[任务目标]
请用两句话概括下文这篇讲解 ES 用逗号分词的网页文字。

+++ 阅读节选

SEARU.ORG
当前位置:SEARU.ORG > Linux 新闻 > 正文

ES中如何使用逗号来分词

使用软件版本:elasticsearch-2.2.0

1. setting:

curl -XPOST 'http://localhost:9200/data' -d '{
    "settings": {
        "analysis": {
            "analyzer": {
                "comma": {
                     "type": "pattern",
                     "pattern":","
                    }
                }
            }
        }
    }
}
'

return:

{"acknowledged":true}

2. view index:

curl -XGET 'http://localhost:9200/data'

return:

{
   "data": {
      "aliases": {},
      "mappings": {},
      "settings": {
         "index": {
            "creation_date": "1456931889151",
            "analysis": {
               "analyzer": {
                  "comma": {
                     "pattern": ",",
                     "type": "pattern"
                  }
               }
            },
            "number_of_shards": "5",
            "number_of_replicas": "1",
            "uuid": "aXyFMRzKQ0m_Ex8N2yJeSA",
            "version": {
               "created": "2020099"

++++++
+++ 收集材料

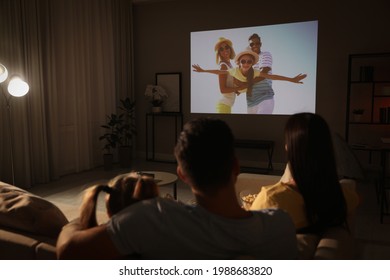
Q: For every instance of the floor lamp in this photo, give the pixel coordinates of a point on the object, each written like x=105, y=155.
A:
x=17, y=88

++++++

[书面解答]
该文以 elasticsearch-2.2.0 为例，先用 curl 发送 POST 请求创建名为 data 的索引，并在 settings 中定义一个名为 comma、类型为 pattern、模式为逗号的分析器，服务器返回 {"acknowledged":true}。随后用 GET 请求查看该索引，返回结果显示 comma 分析器已写入索引设置，分片数为 5，副本数为 1。